High-risk asthma patients at Akron Children’s who live in Summit, Medina and Portage counties are eligible for a collaborative program that is bridging the gap between the hospital and home to help families identify and address potential environmental asthma triggers.
Known as the Managing Asthma Triggers at Home (MATH) Program, it’s a collaboration between Akron Children’s and Summit County Public Health. The MATH Program is evidence-based and helps families eliminate asthma triggers such as mold or pests in the home.
Participating families receive a home assessment from Summit County Public Health. Based on the findings, they are offered free services, such as professional home cleaning, an air purifier for the child’s room and pest control services. Families also receive clean home kits that include a HEPA vacuum and filter unit, dehumidifier, new furnace filter, and mattress and pillow covers.
During the year-long enrollment period, families receive monthly reminder text messages and quarterly home visits to keep them on track in managing their child’s asthma. At the end of the enrollment period, they receive a year’s worth of clean home supplies.
“By addressing social determinants of health through the MATH Program, we’ve been able to decrease emergency room visits and hospital admissions for children with high-risk asthma,” said P. Cooper White, MD, medical director of Locust Pediatric Care Group, who co-leads Akron Children’s Asthma Program with Starla Martinez, MD, director of the Robert T. Stone, MD, Respiratory Center.
Based on 50 patients enrolled in the MATH Program, this collaborative effort has generated a 78% decrease in the number of ER and hospitalization events.
In addition to issues in the home environment, another challenge these families face is having access to asthma medications and ensuring they are used properly.
“We know that it’s often difficult to take medicines every single day, so we partner with our patients and their families to simplify their asthma treatment as much as possible. Patients do better in the long run if they consistently take their asthma medicines, so we’re here to help any way we can,” said Dr. Martinez.

▶ _The data_
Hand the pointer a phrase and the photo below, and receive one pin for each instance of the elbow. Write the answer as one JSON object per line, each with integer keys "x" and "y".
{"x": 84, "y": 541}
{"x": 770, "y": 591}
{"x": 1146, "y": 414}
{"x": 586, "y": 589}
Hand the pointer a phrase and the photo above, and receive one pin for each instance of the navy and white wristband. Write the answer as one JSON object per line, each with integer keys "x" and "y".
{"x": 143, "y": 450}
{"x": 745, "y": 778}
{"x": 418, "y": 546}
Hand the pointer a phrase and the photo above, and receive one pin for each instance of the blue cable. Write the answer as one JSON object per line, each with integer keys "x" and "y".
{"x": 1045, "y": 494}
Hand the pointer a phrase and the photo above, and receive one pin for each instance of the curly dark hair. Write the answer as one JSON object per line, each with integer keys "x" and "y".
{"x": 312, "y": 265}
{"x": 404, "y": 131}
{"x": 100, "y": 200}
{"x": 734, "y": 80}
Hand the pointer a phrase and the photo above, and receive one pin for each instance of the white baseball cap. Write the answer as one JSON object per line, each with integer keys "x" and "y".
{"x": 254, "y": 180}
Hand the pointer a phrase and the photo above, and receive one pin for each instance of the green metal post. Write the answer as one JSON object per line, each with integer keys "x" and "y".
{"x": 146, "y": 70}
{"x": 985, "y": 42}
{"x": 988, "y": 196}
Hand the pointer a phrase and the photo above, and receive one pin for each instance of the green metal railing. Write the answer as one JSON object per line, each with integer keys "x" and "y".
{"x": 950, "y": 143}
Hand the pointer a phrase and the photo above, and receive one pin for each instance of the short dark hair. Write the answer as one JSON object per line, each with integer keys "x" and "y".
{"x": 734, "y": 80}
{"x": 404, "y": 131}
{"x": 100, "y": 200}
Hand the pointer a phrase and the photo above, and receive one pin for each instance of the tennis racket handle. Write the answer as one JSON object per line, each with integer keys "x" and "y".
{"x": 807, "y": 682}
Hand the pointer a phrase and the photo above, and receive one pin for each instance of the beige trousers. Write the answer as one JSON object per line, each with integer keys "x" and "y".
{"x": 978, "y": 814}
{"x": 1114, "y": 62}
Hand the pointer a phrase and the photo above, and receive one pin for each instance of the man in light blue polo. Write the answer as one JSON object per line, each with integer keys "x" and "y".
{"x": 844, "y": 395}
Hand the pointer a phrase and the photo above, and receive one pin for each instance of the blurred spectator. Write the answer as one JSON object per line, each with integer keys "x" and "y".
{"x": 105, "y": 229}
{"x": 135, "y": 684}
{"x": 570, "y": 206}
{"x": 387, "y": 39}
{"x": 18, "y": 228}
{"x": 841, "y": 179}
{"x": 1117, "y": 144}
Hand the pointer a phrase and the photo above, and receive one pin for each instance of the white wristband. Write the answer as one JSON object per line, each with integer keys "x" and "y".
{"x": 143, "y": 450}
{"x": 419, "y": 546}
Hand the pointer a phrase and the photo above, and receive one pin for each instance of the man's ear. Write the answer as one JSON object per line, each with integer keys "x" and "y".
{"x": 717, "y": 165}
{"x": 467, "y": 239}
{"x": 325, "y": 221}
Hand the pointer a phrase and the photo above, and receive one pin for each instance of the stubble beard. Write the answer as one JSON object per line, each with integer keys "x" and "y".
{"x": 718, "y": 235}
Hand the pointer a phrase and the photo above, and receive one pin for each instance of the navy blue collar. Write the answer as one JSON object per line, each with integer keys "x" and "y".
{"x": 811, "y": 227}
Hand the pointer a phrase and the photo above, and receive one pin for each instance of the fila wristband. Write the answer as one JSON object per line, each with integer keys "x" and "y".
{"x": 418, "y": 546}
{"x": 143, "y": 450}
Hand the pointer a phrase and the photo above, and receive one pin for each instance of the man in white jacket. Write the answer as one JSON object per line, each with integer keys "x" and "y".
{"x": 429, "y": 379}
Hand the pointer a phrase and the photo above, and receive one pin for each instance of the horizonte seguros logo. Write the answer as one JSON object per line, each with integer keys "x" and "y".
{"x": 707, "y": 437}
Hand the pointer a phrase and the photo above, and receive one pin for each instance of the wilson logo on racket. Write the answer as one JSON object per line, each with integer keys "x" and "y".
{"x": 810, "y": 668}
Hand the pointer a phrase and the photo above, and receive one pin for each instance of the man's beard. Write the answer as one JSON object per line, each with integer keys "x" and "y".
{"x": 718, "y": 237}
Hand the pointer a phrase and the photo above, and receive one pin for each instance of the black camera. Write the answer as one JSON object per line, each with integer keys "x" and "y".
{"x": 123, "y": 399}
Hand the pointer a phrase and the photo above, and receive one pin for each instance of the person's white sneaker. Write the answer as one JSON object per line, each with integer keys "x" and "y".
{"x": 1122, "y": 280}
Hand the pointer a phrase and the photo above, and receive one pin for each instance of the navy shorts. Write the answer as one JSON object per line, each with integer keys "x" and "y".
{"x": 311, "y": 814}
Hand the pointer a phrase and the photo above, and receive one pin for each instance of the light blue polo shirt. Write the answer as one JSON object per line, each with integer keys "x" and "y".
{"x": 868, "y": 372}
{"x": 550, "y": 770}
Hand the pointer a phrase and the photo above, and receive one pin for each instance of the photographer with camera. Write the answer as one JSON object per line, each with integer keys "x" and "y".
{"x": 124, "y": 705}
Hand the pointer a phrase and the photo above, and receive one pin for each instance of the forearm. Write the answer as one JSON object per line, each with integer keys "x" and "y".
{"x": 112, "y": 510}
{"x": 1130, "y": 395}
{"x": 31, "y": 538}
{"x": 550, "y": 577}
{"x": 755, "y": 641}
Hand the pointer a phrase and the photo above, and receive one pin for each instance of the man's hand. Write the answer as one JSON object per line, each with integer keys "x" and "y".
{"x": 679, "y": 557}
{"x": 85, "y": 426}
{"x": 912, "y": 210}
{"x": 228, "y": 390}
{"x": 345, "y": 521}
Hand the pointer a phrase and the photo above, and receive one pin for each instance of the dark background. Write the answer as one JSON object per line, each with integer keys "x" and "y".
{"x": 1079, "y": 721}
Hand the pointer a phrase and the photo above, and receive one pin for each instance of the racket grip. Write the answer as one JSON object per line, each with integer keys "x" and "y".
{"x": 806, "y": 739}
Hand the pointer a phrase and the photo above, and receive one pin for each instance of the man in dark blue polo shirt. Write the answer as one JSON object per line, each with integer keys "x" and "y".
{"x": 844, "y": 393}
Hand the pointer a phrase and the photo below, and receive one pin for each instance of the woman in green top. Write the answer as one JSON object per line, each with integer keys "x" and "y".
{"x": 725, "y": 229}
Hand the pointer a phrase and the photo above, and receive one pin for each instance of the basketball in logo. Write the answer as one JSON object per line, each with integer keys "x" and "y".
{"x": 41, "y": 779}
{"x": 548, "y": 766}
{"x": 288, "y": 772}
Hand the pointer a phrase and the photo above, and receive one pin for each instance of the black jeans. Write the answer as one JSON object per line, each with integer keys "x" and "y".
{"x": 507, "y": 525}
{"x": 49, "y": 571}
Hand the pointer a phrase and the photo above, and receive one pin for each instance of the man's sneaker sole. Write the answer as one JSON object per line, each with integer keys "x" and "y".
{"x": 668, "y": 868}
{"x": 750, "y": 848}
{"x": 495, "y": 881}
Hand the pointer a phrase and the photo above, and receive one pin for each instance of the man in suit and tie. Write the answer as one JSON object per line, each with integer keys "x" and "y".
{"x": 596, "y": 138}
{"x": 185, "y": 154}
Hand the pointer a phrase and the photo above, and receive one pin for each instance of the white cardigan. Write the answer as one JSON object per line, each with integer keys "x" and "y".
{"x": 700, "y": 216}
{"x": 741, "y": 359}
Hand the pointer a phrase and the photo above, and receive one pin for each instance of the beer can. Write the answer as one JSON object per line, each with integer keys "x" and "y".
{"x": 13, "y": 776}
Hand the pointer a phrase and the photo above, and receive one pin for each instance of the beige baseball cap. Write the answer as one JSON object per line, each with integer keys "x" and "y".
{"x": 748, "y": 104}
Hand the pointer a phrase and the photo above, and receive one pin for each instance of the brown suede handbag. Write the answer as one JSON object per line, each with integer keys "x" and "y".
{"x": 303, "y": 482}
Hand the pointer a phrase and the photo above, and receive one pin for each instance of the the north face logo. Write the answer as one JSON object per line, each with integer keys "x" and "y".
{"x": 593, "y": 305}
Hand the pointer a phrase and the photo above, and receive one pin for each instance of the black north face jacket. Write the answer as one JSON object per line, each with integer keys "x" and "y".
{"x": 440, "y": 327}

▶ _Problem details_
From the MATH Program article, print the passage that begins with the words containing "During the year-long" and ends with "clean home supplies.". The records have nothing to do with the MATH Program article.

▶ _Written reply_
During the year-long enrollment period, families receive monthly reminder text messages and quarterly home visits to keep them on track in managing their child’s asthma. At the end of the enrollment period, they receive a year’s worth of clean home supplies.